By Alex Smith / @alexsmith1982
It seems many thousands of people are using Twitter to communicate with our transatlantic cousins, and to rebut Daniel Hannan's ugly claims against the NHS - in the last couple of hours, #WeLoveTheNHS has become one of the top 6 trends on the global site. The hashtag is now trending at over 750 new Tweets every 5 seconds!
Here are some of the things people are saying in their Tweets:
jasuk70 RT @jamesmoran: Sorted my health troubles a few years ago,and took care of a family member's cancer,who now has the all clear. #welovetheNHS
twistedsoup #welovethenhs because while costs are still relevant, the biggest factor in decision-making is what will make the most people well.

+--

- [Task instructions]
A: Reproduce the part of the NHS Twitter post that opens with the words containing "By Alex Smith" and closes with "most people well.", replacing "hashtag" with "tag".
B: According to the NHS Twitter post, at what rate is the hashtag trending?
The entries have no connection to the NHS Twitter post.

(Stored dataset entries)
+--

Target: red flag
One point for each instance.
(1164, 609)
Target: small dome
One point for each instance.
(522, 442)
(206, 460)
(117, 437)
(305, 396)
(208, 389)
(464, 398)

+--

- [Solutions]
A:
By Alex Smith / @alexsmith1982
It seems many thousands of people are using Twitter to communicate with our transatlantic cousins, and to rebut Daniel Hannan's ugly claims against the NHS - in the last couple of hours, #WeLoveTheNHS has become one of the top 6 trends on the global site. The tag is now trending at over 750 new Tweets every 5 seconds!
Here are some of the things people are saying in their Tweets:
jasuk70 RT @jamesmoran: Sorted my health troubles a few years ago,and took care of a family member's cancer,who now has the all clear. #welovetheNHS
twistedsoup #welovethenhs because while costs are still relevant, the biggest factor in decision-making is what will make the most people well.

B: Over 750 new Tweets every 5 seconds.